──────── Material for the task ────────

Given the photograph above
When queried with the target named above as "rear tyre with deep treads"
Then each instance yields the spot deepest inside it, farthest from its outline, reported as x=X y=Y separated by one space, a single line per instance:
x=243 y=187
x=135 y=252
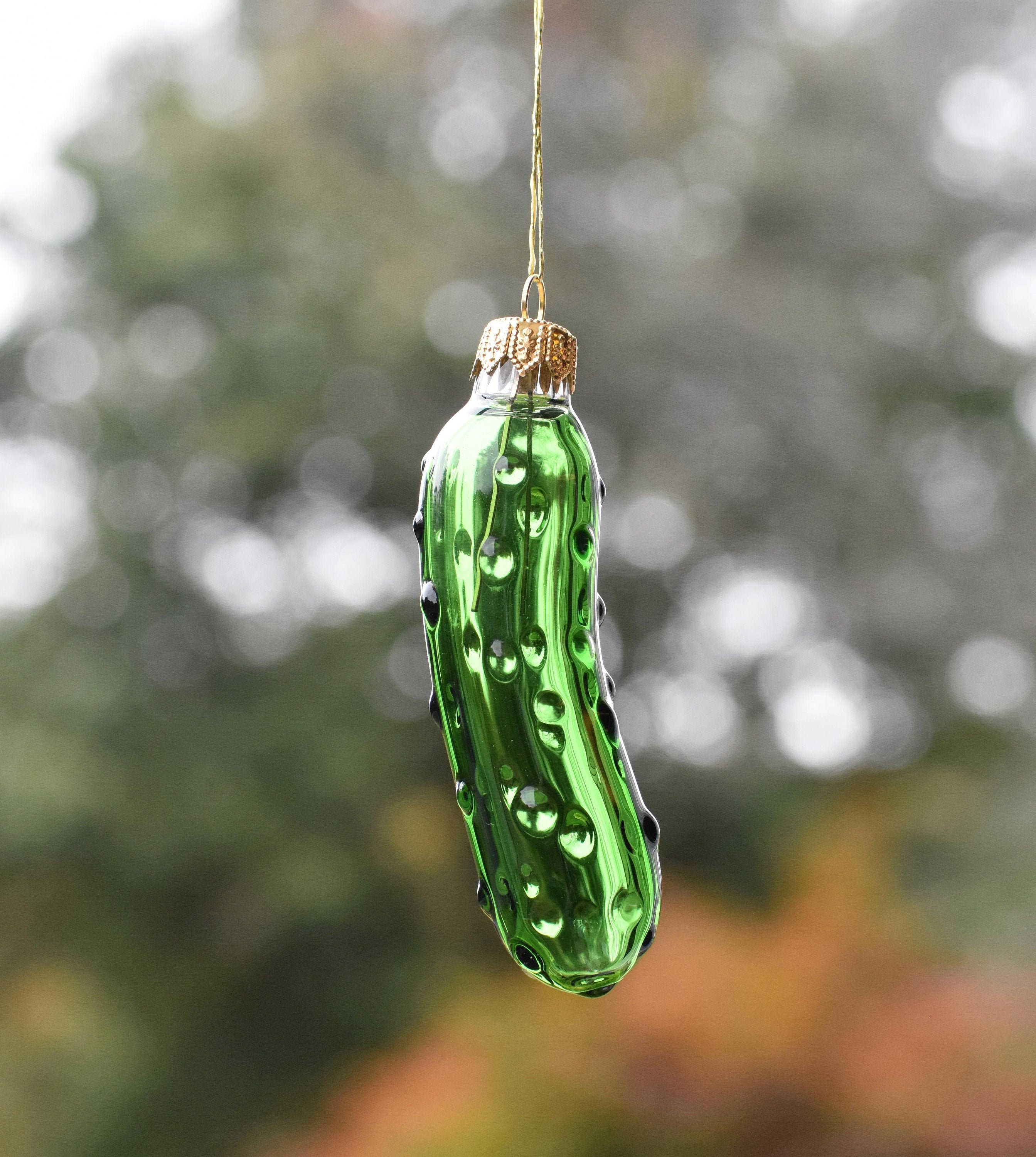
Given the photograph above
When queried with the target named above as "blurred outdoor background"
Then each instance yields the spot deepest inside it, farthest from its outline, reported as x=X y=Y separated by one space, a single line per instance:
x=243 y=271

────────

Work instructions
Update the entries above by changing every "photograph" to "image" and keeping all other wording as it is. Leave the pictures out of your answer.

Result of this exercise
Given the image above
When queried with the target named above as "rear tyre with deep treads"
Then each instance yields the spot deepest inside it, farthest from its outline, reported as x=X y=Y separated by one space, a single line per instance:
x=243 y=187
x=135 y=252
Given the image above
When queried with the target named above as "blurred outdoor background"
Then each instance yields the spot deepest inside it, farthest from its outline, reported as x=X y=Y separated by one space, a single line per instance:
x=243 y=271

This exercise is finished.